(Liste des données)

<<<<

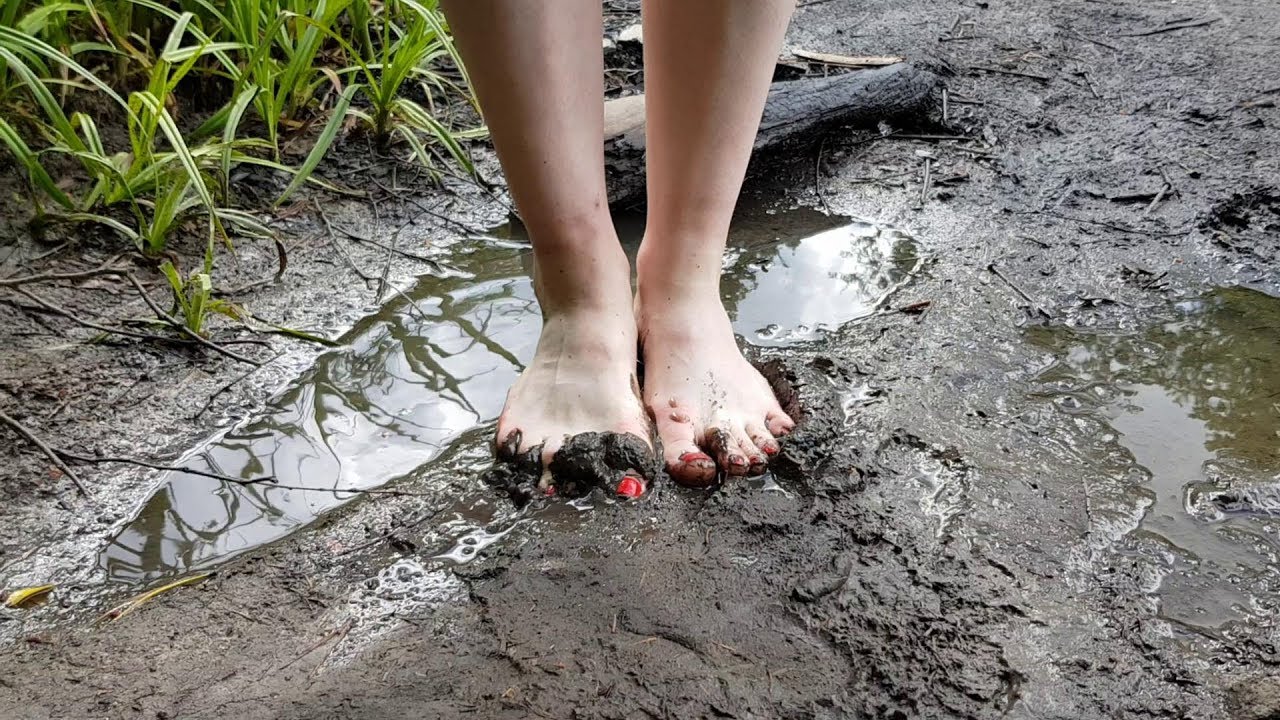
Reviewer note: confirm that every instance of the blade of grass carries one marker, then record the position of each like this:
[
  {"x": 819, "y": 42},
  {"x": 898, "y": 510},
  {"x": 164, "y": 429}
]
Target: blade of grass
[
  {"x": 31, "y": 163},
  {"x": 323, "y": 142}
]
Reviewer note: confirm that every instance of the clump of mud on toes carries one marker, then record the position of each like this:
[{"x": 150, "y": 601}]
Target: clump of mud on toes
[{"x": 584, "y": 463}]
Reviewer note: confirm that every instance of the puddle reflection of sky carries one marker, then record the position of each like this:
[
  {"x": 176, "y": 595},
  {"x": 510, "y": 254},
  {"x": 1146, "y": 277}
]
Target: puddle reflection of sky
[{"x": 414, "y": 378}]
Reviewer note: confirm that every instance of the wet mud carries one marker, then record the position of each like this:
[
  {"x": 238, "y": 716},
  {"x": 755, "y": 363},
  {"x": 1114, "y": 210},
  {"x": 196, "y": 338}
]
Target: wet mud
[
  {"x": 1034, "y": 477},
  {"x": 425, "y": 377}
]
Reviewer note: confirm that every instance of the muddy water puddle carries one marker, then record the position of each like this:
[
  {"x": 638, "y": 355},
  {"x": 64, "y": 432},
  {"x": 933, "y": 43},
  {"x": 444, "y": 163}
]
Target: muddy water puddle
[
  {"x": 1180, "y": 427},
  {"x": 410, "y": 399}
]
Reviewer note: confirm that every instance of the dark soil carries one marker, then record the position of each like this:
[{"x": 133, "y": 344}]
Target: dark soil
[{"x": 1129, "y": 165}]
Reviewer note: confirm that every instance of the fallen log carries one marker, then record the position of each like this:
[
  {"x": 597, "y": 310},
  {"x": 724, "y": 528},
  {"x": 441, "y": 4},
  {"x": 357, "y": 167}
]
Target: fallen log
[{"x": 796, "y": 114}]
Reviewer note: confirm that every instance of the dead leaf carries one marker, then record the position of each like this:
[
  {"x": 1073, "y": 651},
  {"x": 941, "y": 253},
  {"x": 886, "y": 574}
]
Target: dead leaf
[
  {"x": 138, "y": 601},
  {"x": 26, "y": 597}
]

>>>>
<<<<

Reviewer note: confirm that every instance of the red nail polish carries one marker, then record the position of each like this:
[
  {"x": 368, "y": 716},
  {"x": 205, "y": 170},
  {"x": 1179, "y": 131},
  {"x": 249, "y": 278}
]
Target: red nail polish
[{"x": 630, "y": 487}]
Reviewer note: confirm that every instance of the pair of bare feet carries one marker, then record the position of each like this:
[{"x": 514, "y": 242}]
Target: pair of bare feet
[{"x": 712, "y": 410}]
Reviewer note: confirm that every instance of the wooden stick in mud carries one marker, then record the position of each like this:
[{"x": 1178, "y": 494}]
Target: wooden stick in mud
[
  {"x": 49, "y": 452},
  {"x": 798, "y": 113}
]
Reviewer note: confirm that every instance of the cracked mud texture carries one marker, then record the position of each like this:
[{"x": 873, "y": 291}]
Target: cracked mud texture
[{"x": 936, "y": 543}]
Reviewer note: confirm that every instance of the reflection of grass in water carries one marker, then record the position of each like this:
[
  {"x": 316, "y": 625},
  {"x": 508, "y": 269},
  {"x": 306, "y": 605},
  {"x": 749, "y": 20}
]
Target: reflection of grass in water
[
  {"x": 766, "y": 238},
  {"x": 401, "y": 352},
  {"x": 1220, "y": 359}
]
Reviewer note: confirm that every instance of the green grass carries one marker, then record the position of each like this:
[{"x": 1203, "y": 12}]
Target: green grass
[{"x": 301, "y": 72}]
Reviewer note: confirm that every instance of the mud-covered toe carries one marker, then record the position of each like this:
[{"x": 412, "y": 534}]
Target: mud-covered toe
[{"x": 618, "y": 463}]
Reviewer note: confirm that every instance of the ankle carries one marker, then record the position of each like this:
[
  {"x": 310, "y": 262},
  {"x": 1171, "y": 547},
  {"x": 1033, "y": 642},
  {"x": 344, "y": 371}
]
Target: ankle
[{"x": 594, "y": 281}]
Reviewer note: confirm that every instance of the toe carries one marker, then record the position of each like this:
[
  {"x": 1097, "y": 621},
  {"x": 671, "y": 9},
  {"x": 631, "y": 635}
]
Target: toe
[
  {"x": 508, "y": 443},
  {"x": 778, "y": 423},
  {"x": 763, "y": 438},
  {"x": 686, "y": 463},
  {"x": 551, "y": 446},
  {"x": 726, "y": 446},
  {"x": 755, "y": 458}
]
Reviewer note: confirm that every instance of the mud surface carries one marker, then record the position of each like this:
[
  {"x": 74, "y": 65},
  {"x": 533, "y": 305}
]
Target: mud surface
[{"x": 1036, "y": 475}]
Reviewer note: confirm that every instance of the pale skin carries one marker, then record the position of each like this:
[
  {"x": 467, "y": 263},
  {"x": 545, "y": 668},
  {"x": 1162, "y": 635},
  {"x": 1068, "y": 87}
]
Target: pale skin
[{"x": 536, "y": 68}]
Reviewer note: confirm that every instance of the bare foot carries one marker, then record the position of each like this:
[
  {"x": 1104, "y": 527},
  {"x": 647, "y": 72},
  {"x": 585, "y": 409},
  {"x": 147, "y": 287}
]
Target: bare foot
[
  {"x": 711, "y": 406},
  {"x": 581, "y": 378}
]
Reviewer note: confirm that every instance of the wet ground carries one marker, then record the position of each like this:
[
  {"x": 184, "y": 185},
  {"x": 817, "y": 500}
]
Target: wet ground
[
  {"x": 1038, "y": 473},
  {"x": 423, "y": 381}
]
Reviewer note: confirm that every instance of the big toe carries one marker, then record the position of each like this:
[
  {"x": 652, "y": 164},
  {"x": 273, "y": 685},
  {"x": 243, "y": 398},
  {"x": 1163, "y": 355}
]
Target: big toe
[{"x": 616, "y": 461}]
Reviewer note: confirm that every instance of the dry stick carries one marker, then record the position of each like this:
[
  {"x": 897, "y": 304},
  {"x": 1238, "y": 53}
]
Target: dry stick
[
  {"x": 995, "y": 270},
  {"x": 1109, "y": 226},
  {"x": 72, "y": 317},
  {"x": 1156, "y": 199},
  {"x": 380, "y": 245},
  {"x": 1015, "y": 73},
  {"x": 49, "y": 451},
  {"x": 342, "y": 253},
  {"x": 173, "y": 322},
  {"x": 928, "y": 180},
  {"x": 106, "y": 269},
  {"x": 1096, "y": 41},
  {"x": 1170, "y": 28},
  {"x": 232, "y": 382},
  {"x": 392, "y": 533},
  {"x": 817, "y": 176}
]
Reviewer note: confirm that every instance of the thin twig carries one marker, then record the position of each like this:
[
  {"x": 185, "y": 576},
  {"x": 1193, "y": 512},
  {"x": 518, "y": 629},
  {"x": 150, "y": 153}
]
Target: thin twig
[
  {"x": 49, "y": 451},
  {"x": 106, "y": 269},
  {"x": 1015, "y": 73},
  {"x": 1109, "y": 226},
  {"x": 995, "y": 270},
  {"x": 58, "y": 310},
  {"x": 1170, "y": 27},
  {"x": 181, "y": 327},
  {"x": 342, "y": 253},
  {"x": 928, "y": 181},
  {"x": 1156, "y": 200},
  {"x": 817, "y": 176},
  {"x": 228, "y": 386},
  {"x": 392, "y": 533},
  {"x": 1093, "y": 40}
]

>>>>
<<<<

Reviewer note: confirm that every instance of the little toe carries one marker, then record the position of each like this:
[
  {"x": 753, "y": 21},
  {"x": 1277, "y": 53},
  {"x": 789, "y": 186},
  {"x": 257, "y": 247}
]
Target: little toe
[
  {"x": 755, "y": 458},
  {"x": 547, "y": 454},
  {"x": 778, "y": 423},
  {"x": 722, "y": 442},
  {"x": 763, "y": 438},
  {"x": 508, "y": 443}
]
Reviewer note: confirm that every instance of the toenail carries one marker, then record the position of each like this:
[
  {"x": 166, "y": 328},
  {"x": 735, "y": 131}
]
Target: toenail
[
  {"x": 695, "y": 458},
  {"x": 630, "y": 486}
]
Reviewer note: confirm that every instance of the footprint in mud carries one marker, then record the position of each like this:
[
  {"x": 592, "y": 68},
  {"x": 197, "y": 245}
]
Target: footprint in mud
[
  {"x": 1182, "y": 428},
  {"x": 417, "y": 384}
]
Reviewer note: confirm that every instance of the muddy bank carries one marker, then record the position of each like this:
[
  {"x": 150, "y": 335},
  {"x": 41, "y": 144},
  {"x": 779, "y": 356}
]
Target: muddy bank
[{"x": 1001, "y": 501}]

>>>>

» TRAVAIL À FAIRE: Combien de lignes des entrées contiennent la chaîne « dead » ? Comptez en respectant la casse et donnez uniquement le nombre.

» RÉSULTAT DE L'EXERCICE: 2